■ **Dataset**:

▬▬▬▬▬▬

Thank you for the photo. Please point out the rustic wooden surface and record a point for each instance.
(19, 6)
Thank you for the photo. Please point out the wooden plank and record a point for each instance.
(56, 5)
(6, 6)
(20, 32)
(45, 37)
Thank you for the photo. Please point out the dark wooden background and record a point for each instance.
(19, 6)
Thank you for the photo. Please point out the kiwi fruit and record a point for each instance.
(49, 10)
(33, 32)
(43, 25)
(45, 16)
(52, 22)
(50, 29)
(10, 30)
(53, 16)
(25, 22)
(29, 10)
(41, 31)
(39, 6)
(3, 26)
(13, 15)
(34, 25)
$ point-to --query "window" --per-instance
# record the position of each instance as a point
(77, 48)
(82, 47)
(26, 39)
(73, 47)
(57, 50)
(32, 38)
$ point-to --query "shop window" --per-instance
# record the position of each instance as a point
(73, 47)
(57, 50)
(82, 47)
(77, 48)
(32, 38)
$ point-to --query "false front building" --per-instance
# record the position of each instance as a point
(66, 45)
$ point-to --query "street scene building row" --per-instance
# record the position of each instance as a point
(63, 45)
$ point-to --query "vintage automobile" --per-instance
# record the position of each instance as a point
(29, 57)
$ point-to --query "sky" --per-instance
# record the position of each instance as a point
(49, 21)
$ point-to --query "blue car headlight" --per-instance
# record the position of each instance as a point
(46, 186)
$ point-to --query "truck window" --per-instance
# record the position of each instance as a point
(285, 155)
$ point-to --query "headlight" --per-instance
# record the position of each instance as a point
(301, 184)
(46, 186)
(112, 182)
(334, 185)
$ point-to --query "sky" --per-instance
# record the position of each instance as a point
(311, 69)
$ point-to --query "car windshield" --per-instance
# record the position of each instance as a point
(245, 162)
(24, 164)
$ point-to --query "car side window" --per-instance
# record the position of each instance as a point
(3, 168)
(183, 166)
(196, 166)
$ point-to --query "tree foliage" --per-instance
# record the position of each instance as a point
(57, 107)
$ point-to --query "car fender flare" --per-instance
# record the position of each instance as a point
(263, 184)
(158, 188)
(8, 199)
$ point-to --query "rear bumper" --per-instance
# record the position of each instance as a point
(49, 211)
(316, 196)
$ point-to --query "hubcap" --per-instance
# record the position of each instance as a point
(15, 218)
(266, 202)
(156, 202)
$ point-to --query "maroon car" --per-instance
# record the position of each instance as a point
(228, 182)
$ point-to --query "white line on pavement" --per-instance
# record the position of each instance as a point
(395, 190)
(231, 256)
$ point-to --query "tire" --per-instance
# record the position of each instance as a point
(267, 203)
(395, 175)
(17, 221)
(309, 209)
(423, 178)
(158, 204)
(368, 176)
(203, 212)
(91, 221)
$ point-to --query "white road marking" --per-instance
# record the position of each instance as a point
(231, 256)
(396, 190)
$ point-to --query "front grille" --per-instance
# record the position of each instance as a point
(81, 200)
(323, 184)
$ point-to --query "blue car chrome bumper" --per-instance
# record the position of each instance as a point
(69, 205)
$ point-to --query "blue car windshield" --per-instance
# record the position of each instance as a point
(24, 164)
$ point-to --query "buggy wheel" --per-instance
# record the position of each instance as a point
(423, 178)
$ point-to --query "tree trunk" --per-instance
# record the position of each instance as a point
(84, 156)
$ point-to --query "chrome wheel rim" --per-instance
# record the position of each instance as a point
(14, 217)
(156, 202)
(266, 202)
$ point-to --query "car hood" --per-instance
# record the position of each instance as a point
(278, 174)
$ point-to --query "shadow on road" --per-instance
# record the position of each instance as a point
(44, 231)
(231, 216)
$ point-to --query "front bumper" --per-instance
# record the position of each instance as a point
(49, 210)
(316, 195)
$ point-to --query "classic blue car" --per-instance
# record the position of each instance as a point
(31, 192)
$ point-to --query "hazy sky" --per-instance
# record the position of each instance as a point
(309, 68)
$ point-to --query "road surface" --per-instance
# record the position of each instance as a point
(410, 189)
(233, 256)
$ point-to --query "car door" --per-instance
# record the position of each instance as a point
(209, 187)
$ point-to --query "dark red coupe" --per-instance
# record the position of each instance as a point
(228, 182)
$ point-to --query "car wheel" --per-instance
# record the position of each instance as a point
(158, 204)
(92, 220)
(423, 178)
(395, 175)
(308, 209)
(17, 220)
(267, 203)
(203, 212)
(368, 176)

▬▬▬▬▬▬

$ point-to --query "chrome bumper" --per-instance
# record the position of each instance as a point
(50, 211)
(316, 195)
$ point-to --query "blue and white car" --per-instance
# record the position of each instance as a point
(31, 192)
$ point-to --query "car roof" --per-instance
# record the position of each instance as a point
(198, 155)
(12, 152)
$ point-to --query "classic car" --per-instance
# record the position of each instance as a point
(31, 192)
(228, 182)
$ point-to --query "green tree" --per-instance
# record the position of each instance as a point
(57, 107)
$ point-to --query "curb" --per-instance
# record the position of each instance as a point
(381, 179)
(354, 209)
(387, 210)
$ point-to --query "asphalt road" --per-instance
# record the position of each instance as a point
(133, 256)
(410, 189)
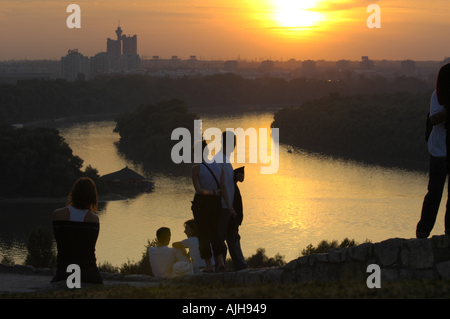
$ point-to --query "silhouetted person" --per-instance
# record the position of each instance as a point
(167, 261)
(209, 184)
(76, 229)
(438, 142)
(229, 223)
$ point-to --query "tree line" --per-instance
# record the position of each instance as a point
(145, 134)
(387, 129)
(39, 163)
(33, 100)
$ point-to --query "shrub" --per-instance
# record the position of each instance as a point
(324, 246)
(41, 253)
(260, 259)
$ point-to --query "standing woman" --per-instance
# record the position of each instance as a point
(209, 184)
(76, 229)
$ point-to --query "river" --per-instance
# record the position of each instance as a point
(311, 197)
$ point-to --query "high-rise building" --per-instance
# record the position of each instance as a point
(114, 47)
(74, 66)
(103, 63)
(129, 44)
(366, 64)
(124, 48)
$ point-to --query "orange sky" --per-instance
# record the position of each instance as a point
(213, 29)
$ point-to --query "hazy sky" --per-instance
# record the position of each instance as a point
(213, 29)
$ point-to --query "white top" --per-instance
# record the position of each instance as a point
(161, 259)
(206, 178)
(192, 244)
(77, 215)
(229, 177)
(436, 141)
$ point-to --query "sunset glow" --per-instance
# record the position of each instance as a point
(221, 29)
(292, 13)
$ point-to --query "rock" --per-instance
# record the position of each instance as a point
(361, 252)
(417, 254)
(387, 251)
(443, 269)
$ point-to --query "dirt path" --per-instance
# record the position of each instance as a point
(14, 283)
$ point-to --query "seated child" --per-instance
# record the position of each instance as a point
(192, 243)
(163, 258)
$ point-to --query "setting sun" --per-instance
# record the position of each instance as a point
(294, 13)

▬▬▬▬▬▬

■ **Aim of the exercise**:
In the listing above, find each line with "windshield" and copy it.

■ **Exercise response**:
$ point-to --query "car windshield" --per-instance
$ point-to --query "blue car windshield" --per-instance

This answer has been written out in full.